## Exercise description
Set down the line that contains "written as (701,556)." and every line after it to the end of the entries, exactly as they stand and nothing more.

## Data shown
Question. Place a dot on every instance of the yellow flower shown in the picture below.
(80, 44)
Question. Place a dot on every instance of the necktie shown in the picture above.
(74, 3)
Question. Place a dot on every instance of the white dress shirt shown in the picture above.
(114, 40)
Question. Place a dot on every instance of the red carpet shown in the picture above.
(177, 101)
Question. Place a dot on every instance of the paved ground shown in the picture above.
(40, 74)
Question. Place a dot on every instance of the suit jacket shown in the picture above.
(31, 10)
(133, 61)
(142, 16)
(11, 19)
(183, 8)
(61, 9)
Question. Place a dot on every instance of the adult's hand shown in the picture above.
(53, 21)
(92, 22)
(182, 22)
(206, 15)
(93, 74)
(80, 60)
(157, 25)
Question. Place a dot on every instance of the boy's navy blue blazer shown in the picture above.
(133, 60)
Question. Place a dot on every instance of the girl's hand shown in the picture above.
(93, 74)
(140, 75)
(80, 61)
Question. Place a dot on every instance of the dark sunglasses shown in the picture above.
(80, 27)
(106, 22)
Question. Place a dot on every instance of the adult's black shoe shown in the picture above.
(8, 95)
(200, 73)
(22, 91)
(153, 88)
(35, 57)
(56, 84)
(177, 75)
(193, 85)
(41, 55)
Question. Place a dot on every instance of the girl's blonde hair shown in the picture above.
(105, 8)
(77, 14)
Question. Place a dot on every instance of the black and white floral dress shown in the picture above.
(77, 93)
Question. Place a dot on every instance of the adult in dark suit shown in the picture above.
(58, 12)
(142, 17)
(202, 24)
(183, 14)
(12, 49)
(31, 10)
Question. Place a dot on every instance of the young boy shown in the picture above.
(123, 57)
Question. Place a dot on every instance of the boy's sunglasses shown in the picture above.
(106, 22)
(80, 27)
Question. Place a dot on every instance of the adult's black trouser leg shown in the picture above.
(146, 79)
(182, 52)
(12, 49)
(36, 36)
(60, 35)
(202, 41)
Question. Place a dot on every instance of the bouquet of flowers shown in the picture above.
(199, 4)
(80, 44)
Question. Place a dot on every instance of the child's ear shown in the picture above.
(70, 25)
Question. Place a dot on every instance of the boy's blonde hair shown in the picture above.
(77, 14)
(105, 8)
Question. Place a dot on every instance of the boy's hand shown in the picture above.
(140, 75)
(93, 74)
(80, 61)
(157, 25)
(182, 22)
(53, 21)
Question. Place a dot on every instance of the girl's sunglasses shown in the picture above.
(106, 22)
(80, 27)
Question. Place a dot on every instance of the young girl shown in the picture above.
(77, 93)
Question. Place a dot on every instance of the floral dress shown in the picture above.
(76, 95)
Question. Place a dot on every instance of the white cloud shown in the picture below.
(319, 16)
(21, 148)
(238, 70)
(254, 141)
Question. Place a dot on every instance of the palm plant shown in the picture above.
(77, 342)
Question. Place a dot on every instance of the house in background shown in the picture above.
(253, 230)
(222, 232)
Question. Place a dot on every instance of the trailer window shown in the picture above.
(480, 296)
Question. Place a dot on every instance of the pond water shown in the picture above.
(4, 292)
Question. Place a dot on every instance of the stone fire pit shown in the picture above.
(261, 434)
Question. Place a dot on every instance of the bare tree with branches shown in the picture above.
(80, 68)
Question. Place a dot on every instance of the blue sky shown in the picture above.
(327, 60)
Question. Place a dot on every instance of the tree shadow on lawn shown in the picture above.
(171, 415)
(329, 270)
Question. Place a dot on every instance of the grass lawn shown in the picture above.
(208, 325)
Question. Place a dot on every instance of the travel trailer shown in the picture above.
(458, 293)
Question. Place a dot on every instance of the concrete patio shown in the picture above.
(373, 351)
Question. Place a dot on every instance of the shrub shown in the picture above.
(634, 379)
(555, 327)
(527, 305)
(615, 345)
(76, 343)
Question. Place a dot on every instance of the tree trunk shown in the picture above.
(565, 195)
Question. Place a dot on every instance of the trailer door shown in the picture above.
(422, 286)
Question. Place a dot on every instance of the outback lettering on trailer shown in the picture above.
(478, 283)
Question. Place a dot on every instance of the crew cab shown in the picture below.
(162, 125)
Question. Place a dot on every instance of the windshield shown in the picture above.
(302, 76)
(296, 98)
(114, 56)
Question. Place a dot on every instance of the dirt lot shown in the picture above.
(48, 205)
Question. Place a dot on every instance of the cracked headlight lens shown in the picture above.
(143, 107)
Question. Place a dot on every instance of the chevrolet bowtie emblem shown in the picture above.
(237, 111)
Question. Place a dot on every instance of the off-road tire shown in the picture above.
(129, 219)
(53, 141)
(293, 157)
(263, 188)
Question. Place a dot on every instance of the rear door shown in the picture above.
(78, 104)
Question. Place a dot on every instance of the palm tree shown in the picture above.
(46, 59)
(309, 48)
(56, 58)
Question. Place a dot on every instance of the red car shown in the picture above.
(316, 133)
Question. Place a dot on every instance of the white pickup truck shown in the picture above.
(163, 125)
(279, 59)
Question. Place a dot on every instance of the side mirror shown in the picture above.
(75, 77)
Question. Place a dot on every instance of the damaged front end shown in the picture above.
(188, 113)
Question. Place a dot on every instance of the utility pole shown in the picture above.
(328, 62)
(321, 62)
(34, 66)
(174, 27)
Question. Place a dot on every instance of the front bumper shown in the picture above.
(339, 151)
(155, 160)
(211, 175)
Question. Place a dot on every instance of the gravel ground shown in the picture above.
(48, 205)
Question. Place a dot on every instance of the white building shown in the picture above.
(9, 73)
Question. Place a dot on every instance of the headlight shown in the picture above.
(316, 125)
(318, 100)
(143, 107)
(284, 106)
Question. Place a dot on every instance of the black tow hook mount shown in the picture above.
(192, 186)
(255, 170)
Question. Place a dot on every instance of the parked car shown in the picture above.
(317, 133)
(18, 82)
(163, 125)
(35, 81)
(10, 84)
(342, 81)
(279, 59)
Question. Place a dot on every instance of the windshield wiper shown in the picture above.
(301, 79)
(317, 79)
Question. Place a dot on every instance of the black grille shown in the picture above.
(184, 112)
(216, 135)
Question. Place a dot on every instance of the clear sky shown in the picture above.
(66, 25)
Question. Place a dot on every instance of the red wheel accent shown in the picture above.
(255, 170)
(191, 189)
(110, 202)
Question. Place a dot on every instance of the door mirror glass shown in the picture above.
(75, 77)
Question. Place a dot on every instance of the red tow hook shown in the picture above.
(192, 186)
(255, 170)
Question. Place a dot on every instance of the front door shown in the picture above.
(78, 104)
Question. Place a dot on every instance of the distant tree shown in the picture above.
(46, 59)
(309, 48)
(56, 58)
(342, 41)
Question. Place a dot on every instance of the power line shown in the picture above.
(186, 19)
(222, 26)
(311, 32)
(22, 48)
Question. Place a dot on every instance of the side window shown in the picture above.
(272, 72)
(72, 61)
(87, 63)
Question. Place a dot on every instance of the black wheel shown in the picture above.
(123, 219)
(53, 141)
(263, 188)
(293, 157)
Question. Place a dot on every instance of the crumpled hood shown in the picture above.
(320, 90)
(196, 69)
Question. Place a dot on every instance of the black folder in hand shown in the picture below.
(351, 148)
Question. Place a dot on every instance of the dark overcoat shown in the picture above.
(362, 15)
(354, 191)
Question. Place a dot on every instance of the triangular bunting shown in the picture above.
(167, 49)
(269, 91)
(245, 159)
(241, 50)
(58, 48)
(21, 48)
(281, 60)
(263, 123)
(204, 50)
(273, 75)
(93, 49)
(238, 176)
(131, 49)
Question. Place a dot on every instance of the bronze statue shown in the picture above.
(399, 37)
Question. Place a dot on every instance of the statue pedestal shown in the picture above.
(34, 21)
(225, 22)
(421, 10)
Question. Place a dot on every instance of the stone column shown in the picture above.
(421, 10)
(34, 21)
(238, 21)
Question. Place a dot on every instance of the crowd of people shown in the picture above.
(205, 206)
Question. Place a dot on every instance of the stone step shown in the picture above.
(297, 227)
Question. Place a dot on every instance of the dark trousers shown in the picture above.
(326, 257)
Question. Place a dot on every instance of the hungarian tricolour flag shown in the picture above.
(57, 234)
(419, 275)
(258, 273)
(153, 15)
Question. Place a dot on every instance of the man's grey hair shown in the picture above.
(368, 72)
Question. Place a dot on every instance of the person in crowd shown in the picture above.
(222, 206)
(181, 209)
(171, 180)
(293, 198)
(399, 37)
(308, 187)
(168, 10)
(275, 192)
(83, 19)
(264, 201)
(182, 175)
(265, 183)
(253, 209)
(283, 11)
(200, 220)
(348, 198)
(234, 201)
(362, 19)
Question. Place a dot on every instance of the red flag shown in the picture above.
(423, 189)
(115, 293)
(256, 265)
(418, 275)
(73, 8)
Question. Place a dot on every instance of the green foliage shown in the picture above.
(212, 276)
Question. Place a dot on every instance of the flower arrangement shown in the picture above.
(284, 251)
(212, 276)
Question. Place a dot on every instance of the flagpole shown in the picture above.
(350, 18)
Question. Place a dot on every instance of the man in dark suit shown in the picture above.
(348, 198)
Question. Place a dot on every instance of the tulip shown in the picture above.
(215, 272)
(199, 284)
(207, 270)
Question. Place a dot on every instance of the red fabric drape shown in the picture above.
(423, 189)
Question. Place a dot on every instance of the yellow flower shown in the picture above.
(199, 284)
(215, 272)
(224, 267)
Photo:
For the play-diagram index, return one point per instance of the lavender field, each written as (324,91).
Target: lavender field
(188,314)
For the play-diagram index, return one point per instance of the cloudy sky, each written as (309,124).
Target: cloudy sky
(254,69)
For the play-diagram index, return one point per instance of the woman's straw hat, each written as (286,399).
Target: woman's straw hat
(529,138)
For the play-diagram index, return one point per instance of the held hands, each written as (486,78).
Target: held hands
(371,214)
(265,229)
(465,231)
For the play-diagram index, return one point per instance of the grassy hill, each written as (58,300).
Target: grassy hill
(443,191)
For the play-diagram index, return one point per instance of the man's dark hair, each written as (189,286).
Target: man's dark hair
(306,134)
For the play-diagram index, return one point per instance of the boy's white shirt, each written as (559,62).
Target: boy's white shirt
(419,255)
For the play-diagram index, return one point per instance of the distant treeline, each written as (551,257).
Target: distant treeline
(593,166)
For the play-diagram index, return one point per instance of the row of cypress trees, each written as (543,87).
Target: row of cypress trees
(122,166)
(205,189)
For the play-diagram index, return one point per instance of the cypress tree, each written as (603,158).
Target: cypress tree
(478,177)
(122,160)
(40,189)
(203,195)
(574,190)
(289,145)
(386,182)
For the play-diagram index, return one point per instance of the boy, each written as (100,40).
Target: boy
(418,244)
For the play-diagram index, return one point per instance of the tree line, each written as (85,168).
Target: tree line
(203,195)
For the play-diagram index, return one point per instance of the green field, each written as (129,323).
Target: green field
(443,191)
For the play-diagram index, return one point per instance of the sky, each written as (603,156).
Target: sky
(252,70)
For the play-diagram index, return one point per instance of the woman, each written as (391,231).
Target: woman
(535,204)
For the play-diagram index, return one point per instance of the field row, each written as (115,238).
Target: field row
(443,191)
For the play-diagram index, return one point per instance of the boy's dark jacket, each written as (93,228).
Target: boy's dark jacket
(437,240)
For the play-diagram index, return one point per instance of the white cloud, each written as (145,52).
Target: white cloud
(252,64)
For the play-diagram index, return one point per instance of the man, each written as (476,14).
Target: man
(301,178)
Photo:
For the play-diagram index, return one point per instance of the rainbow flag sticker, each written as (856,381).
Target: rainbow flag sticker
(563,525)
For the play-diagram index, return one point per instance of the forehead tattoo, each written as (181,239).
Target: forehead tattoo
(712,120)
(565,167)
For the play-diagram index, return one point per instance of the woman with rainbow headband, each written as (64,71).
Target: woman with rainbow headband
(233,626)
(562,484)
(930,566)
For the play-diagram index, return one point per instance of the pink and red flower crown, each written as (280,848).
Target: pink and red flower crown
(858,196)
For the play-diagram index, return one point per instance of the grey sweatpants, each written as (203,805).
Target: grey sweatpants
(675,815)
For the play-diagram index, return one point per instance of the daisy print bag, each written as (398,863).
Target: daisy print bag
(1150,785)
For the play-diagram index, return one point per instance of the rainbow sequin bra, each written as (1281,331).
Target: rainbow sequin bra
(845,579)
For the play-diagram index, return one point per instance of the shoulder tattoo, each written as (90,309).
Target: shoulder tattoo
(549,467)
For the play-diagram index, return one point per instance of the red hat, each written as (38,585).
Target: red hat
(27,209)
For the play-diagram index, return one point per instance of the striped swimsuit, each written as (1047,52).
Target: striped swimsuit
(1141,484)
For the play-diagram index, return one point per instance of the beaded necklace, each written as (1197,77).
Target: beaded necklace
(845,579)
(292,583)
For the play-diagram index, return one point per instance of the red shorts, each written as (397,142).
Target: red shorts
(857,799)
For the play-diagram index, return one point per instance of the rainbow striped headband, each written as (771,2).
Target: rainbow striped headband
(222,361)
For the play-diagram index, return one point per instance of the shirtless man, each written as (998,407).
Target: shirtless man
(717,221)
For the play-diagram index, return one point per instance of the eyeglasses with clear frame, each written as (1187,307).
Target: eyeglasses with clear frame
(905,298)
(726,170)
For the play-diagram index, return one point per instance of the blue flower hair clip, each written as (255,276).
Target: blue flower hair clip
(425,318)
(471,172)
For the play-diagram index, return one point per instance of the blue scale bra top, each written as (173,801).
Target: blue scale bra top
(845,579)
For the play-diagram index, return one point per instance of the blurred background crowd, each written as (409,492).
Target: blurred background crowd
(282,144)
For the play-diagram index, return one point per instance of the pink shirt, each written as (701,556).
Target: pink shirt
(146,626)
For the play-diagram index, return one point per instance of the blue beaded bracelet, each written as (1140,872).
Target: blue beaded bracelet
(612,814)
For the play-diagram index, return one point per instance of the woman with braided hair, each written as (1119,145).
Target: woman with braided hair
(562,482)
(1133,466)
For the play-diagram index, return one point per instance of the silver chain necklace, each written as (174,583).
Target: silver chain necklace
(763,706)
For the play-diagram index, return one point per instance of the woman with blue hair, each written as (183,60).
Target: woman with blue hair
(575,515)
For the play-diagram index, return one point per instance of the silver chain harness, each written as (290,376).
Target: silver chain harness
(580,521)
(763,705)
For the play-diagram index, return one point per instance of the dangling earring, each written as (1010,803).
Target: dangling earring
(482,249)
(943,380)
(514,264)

## Full output
For the play-diagram index, return one point per instance of the pink shirt, each written as (701,556).
Target: pink shirt
(146,626)
For the play-diagram index, return one point per instance of the blue beaded bracelet, each written as (1140,872).
Target: blue beaded bracelet
(612,814)
For the play-diagram index, return one point per instance of the woman with braided hair, each written as (1119,145).
Target: woman with braided hair
(562,482)
(1133,466)
For the play-diagram index, return one point per instance of the silver chain necklace, each written as (174,583).
Target: silver chain necklace
(763,706)
For the play-diagram index, return one point per instance of the woman with blue hair, each written as (183,60).
Target: woman with blue hair
(575,515)
For the play-diagram index, return one point per instance of the silver chain harness, each written as (290,376).
Target: silver chain harness
(580,521)
(763,705)
For the play-diagram index, return one point per instance of the dangling earring, each written as (1010,803).
Target: dangling earring
(482,249)
(943,380)
(514,264)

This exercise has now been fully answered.